**Instructions to follow**.
Only the lines from the one containing "the white rock" through the end of the listing below are to be reproduced, exactly as they stand.

── Given records ──

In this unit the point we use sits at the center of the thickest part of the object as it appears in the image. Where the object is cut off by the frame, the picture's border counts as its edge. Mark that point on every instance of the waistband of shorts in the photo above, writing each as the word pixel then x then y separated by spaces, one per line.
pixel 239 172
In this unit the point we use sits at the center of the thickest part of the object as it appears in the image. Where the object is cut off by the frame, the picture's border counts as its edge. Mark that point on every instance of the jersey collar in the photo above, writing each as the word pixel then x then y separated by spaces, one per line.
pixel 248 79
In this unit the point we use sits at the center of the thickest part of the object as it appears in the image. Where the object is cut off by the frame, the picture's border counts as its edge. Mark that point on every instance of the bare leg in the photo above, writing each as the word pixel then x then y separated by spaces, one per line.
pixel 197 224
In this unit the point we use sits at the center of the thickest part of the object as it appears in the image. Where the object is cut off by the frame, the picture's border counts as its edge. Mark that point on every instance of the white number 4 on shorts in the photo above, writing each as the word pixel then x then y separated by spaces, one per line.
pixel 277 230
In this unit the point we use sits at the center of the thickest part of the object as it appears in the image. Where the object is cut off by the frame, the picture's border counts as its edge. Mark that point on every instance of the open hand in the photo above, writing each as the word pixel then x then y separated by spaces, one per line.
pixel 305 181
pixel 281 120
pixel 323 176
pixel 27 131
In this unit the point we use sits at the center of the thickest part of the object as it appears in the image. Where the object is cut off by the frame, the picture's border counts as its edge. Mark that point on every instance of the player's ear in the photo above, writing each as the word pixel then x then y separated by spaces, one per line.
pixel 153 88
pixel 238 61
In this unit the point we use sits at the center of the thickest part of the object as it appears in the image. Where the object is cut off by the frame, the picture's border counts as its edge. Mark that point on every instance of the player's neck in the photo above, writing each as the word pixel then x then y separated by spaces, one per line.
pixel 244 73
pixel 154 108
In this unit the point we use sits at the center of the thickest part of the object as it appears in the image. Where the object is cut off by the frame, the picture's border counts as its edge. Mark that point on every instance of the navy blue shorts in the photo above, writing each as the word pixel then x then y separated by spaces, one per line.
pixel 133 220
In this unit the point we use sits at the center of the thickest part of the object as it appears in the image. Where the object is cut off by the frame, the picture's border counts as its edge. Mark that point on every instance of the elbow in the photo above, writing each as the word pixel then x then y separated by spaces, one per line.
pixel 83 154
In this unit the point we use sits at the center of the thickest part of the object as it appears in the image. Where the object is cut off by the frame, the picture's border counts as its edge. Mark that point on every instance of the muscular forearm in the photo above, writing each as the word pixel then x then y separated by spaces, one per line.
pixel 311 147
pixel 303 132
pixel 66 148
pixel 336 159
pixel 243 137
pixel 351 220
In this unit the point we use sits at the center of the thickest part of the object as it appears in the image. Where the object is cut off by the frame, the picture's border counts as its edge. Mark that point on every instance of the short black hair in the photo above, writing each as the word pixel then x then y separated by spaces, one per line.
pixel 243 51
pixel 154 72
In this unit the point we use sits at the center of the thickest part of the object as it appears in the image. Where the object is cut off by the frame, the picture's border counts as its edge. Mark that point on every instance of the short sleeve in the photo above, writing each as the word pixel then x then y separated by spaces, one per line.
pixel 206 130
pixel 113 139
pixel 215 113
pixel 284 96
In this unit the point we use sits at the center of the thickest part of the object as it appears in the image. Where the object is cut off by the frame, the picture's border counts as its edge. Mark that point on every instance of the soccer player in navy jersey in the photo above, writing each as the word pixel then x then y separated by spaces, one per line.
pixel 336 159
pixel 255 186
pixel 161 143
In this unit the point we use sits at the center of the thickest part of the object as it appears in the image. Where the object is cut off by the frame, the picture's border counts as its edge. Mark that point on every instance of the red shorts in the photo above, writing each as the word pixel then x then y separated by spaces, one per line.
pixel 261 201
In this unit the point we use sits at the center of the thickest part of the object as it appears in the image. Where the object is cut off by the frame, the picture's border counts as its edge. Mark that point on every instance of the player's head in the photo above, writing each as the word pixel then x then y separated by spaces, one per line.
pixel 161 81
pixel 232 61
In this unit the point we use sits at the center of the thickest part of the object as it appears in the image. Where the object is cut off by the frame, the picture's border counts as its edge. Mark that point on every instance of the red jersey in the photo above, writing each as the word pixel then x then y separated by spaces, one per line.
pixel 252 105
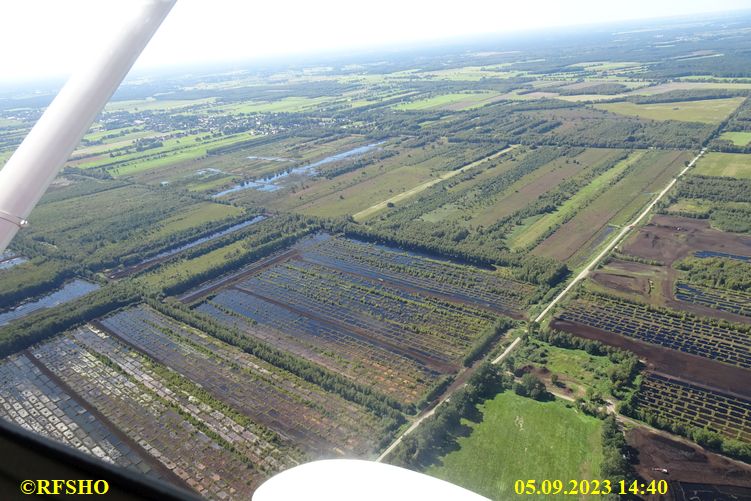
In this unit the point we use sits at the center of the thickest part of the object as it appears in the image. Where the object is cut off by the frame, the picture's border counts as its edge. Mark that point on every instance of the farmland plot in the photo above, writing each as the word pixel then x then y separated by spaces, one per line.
pixel 616 205
pixel 391 320
pixel 463 284
pixel 150 421
pixel 694 406
pixel 247 438
pixel 321 424
pixel 726 300
pixel 394 339
pixel 30 399
pixel 688 334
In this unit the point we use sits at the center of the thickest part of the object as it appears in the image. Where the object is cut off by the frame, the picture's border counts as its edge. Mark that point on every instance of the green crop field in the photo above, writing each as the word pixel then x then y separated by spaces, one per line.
pixel 735 165
pixel 520 438
pixel 537 228
pixel 456 101
pixel 706 111
pixel 737 138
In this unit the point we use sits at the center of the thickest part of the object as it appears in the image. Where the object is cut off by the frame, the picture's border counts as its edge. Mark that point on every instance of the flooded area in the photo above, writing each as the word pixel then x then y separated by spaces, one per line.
pixel 70 291
pixel 273 183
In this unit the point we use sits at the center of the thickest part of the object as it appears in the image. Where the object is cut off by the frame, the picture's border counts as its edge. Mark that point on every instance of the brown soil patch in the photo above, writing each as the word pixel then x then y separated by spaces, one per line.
pixel 685 462
pixel 716 375
pixel 623 283
pixel 670 238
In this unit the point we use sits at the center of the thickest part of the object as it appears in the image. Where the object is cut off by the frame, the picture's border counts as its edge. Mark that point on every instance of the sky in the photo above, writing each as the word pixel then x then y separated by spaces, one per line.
pixel 50 38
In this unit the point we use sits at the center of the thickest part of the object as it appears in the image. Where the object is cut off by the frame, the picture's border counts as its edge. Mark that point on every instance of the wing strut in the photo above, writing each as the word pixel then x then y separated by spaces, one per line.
pixel 41 155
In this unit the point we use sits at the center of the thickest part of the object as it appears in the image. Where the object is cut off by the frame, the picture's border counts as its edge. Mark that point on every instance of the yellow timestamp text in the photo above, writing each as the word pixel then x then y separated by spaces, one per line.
pixel 589 487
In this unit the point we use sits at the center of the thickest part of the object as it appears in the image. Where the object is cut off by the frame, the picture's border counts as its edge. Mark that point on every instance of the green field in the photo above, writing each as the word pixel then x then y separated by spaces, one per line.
pixel 708 111
pixel 539 226
pixel 286 105
pixel 154 104
pixel 520 438
pixel 735 165
pixel 737 138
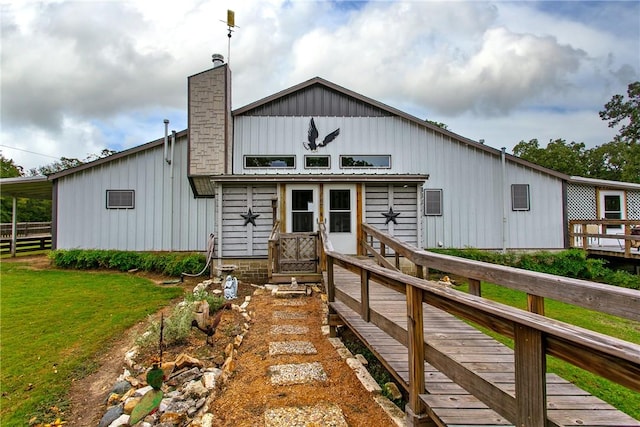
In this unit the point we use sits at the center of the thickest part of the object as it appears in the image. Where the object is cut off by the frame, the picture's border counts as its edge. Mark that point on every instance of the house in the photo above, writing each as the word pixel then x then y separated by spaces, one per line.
pixel 312 152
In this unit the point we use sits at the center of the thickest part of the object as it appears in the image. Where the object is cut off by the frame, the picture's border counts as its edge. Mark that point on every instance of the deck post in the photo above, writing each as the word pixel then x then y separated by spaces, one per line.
pixel 416 414
pixel 364 295
pixel 530 375
pixel 535 304
pixel 475 287
pixel 14 226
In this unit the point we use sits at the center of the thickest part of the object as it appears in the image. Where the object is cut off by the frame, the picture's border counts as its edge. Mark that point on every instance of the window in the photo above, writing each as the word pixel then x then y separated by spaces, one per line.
pixel 433 202
pixel 339 211
pixel 520 197
pixel 373 161
pixel 612 210
pixel 269 161
pixel 120 199
pixel 301 211
pixel 316 162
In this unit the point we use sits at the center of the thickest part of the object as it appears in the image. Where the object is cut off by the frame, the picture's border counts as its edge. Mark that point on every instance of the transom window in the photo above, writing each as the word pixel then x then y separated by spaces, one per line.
pixel 316 162
pixel 368 161
pixel 120 199
pixel 339 211
pixel 269 162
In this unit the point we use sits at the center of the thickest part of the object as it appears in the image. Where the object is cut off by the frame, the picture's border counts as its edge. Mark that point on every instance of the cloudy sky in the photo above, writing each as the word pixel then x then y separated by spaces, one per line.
pixel 80 76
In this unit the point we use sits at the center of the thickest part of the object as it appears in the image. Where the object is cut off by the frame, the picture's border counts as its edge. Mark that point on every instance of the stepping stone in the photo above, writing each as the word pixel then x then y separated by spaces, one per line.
pixel 289 330
pixel 289 315
pixel 289 302
pixel 324 414
pixel 299 373
pixel 291 347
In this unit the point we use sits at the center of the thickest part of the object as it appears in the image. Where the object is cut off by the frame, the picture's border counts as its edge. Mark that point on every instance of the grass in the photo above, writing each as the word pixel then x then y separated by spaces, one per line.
pixel 54 324
pixel 621 397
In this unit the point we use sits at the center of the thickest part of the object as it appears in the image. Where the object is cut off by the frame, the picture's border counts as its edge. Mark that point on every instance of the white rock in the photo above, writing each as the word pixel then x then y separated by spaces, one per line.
pixel 207 420
pixel 195 389
pixel 209 380
pixel 144 390
pixel 120 421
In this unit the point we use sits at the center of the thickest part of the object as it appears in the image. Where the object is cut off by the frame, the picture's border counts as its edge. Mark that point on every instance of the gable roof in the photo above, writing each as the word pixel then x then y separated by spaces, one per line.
pixel 324 96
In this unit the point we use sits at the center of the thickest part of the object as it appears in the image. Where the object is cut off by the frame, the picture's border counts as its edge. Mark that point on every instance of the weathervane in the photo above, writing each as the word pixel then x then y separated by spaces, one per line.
pixel 231 23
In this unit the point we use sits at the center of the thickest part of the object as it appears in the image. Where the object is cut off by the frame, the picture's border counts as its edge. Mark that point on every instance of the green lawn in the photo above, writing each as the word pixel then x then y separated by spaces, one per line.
pixel 622 398
pixel 53 324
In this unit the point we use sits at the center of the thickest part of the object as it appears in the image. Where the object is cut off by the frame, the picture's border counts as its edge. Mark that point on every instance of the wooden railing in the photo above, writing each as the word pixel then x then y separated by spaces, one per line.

───

**Written solution**.
In this unit the point we use sits at the center of the thickest part of the object as it appears in the image. Where the object is cut off by the frame, the picture's border counts as its edge. Mark that point on every instance of the white rock in the photo above, writing each as the word pixel then x then y separated by spaces, one per line.
pixel 207 420
pixel 195 389
pixel 209 380
pixel 144 390
pixel 120 421
In this unit the point we use sits at the center of the thickest part of the object as it appears in the image. Where the object is cut off by the frame, the picture's border counts as its edge. Mark that point on every instance of the gable roof in the photo above, writing each as the word pixel then x then y separated by spaces, one per line.
pixel 324 96
In this unit the point we use sits at the center of the thickest part of the object as it appears in the image. Where the object is cut off by the frame, the picture's border counts as its edge. Mark that point on every instance of the weathervane in the photo above, writing each as the word pixel then x then y separated by spaces, one per line.
pixel 231 23
In this unit the point we use sits at the center of the thickest part of the object as it appears in the image. Where the object is cut off by the frame, the picture's border counts as its edge. Mark that point on every instance of the green lawn in the photo above, writing each as the word pixel then x then y separated by spaces, one per line.
pixel 622 398
pixel 53 324
In this unit the point we use sits at the center of the thickest part of the object as it appears in the image. Where the object is cut off by the frame, the picture's border counts as its edge. Mark that point on every instance of the wooden railing in the photo above, writing each as the word pixel then x then y separated by spaces, one per line.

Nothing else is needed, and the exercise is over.